* [Task requirements] Produce an exact copy of the lines from the line containing "Exercise. Point out the wooden skewer" through the last line of the entries below, and only those lines.

Saved entries:
== == ==
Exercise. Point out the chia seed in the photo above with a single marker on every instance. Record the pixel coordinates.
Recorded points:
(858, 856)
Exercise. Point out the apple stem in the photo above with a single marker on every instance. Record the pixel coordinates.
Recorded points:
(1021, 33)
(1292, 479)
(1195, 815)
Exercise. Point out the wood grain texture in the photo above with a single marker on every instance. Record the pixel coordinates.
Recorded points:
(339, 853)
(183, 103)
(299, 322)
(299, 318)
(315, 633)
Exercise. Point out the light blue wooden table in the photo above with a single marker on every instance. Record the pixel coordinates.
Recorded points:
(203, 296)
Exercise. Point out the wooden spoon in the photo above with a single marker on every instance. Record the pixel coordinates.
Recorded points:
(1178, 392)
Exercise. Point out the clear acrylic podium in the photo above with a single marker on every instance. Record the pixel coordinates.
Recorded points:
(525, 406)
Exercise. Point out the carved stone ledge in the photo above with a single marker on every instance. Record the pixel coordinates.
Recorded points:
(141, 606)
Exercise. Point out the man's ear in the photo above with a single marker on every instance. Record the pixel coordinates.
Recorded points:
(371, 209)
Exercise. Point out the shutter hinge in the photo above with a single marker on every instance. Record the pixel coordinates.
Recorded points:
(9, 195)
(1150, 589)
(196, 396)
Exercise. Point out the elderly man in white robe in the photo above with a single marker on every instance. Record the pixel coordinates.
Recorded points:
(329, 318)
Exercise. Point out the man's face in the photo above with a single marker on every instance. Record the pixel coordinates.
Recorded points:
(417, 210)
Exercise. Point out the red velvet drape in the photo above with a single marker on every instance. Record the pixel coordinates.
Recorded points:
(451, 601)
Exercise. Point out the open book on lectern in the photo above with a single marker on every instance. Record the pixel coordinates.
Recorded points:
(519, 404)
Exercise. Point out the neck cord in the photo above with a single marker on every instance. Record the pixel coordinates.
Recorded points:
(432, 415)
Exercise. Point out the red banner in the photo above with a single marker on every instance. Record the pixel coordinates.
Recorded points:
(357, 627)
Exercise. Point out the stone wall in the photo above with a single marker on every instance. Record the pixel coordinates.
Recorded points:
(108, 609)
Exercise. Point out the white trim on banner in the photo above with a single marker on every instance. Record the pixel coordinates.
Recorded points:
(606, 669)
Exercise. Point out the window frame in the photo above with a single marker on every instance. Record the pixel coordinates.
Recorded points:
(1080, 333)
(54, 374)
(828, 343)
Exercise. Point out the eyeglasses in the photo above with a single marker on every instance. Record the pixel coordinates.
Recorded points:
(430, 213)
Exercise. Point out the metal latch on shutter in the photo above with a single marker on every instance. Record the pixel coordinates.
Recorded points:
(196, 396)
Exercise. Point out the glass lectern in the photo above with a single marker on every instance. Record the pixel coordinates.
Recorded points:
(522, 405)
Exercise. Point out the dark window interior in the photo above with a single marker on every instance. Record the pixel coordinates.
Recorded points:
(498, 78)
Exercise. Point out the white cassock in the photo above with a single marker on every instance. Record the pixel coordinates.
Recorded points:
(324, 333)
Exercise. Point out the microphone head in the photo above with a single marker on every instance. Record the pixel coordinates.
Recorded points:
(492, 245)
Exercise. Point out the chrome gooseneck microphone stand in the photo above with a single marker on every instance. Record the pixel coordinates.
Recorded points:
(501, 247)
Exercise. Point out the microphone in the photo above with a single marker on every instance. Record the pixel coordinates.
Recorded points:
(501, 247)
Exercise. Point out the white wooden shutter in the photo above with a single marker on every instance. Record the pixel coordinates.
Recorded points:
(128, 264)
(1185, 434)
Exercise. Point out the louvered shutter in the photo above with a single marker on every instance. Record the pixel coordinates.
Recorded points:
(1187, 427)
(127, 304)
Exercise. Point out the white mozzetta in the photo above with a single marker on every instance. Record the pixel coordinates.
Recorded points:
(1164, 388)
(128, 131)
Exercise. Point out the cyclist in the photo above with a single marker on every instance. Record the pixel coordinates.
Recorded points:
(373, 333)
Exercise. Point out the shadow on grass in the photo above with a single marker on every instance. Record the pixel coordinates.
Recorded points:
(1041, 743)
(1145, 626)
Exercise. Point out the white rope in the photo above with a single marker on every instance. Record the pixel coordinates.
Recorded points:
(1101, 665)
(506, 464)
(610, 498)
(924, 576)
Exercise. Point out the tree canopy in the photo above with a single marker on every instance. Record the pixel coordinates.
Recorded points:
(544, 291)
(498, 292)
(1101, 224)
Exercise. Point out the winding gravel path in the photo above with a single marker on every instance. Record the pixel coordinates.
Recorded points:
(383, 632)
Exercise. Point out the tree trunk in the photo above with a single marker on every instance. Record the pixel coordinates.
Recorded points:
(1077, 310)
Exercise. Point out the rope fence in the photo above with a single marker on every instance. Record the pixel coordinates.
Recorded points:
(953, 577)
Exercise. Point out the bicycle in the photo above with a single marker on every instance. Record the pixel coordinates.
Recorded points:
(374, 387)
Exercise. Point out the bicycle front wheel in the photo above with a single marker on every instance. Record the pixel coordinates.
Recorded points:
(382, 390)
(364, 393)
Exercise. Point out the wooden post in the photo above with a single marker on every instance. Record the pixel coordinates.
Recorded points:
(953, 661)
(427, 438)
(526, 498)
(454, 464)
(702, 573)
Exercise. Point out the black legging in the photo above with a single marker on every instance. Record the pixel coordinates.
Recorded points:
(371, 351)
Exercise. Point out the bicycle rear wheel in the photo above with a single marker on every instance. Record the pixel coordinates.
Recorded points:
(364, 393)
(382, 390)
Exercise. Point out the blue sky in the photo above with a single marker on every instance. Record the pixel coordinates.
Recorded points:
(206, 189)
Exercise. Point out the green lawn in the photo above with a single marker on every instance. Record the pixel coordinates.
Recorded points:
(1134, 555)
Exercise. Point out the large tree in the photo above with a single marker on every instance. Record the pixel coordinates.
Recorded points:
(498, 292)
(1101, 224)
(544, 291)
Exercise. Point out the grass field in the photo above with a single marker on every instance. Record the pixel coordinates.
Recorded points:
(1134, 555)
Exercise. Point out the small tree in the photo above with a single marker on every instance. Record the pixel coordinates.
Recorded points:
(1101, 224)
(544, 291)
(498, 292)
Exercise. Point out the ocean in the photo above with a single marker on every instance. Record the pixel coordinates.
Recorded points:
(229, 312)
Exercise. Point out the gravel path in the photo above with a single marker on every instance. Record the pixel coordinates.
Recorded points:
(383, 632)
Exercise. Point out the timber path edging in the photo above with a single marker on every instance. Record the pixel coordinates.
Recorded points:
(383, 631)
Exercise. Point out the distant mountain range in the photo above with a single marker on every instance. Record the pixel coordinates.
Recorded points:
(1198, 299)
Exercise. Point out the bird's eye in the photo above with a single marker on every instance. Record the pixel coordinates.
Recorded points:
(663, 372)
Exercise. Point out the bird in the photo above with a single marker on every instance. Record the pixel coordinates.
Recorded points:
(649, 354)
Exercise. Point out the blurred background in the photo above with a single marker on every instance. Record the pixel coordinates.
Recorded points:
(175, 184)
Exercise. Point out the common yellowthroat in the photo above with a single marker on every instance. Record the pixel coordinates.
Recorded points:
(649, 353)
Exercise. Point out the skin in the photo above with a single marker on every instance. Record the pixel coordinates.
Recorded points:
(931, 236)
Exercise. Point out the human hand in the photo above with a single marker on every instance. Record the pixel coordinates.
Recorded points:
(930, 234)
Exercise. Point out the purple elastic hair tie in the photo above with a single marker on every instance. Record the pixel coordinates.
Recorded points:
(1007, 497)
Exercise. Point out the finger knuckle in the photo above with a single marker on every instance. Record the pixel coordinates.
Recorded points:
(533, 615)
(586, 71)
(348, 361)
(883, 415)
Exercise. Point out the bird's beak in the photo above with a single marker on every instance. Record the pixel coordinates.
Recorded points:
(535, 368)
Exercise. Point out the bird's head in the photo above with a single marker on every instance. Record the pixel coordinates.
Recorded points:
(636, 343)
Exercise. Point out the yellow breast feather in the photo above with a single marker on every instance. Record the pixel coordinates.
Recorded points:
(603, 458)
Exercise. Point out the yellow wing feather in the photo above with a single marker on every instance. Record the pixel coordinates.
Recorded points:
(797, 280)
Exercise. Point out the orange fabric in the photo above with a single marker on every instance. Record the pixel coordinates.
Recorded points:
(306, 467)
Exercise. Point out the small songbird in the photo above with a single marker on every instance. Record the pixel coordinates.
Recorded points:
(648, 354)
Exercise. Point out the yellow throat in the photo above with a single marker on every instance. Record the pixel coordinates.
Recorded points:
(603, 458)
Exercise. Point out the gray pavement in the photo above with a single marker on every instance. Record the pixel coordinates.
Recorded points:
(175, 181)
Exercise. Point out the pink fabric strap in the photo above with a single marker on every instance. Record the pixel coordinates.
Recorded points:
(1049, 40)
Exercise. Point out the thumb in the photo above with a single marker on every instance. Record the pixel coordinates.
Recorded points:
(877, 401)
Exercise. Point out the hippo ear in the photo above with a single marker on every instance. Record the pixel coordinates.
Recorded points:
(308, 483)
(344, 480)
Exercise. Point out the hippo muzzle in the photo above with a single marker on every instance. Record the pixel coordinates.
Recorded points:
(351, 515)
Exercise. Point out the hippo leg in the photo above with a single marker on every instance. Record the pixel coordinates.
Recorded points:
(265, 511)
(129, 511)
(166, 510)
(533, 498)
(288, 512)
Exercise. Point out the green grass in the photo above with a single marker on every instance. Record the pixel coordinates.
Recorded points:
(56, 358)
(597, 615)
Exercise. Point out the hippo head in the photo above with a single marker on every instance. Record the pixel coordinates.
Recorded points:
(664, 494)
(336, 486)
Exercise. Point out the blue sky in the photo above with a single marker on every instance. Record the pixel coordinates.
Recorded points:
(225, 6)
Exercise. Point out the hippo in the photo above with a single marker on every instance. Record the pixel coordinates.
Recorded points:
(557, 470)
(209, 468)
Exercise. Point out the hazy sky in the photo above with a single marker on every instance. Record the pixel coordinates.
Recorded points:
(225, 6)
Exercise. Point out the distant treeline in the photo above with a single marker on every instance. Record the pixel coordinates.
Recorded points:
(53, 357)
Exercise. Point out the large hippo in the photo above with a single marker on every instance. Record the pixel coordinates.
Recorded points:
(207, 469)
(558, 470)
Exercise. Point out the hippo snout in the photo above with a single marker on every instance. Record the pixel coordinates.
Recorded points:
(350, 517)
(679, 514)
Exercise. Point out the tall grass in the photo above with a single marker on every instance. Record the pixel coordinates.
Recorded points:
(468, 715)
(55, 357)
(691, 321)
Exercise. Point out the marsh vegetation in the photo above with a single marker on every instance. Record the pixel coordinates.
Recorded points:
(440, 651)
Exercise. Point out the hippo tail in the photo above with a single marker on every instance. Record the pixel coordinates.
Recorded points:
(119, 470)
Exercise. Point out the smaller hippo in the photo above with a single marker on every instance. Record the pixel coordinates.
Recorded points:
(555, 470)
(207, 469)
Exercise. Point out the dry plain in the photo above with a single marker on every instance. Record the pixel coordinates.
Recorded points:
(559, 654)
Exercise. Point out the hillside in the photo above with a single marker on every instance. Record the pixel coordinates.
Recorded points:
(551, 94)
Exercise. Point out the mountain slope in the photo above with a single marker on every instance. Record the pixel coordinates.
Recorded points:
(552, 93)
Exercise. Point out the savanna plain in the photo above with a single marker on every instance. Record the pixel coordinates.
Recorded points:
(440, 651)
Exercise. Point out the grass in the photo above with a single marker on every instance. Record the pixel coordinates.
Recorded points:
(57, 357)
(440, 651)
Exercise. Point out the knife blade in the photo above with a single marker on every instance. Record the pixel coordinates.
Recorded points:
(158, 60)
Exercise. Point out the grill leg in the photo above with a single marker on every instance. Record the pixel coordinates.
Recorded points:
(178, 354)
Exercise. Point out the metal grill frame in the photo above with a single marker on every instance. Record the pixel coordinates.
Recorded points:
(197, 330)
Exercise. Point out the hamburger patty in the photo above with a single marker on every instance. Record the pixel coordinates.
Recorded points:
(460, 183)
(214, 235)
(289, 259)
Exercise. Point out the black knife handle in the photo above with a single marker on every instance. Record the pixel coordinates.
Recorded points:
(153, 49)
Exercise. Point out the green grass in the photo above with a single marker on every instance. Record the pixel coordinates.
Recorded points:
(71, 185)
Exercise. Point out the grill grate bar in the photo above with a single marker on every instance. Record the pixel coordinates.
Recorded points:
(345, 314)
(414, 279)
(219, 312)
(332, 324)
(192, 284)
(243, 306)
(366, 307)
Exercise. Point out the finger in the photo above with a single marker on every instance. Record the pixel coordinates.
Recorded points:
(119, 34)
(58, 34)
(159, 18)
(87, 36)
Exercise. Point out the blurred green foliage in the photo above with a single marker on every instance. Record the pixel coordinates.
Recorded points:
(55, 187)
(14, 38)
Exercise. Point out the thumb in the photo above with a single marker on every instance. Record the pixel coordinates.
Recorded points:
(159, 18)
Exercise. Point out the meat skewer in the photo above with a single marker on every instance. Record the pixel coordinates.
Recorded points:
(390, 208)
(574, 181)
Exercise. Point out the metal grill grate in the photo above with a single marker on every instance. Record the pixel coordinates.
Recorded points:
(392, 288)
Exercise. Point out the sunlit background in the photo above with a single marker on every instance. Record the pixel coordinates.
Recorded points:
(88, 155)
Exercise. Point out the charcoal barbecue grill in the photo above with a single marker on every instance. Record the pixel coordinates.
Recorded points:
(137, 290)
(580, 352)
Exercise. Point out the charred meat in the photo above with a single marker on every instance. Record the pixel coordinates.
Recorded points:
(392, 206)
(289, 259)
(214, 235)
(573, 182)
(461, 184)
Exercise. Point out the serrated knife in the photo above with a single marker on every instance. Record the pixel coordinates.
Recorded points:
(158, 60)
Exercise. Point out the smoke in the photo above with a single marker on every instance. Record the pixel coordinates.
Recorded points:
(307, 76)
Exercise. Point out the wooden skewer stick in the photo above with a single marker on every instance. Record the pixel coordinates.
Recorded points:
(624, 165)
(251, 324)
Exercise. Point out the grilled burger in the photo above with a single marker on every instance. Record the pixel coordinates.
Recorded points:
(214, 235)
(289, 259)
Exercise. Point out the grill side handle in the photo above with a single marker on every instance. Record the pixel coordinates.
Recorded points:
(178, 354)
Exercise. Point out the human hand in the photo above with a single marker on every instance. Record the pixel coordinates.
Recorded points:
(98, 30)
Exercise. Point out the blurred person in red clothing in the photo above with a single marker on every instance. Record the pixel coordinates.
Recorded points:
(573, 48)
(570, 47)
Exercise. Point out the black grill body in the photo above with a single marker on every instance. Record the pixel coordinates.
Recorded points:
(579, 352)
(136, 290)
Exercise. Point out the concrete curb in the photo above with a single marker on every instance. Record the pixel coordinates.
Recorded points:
== == ==
* [Task response]
Exercise. Point out the wooden skewer stick in the photo above with a single marker on every instance. Record the pixel coordinates.
Recorded points:
(624, 165)
(251, 324)
Exercise. Point out the grilled burger in the photo above with a single marker on every instance. Record the pixel coordinates.
Recorded points:
(214, 235)
(289, 259)
Exercise. Point out the grill side handle in the photo above with a single marker on every instance. Record the pixel coordinates.
Recorded points:
(178, 354)
Exercise. Point out the human hand in the photo above with a single marker on every instance. Record the pixel coordinates.
Recorded points:
(98, 30)
Exercise. Point out the blurred person in red clothing in the photo above with a single marker on every instance. Record the pixel coordinates.
Recorded points:
(573, 48)
(570, 47)
Exercise. Point out the black grill body in the photo above with a single marker on every instance. Record the pixel coordinates.
Recorded points:
(579, 352)
(136, 290)
Exercise. Point out the concrete curb in the photo above with a single marker on every instance. Record the pixel coordinates.
Recorded points:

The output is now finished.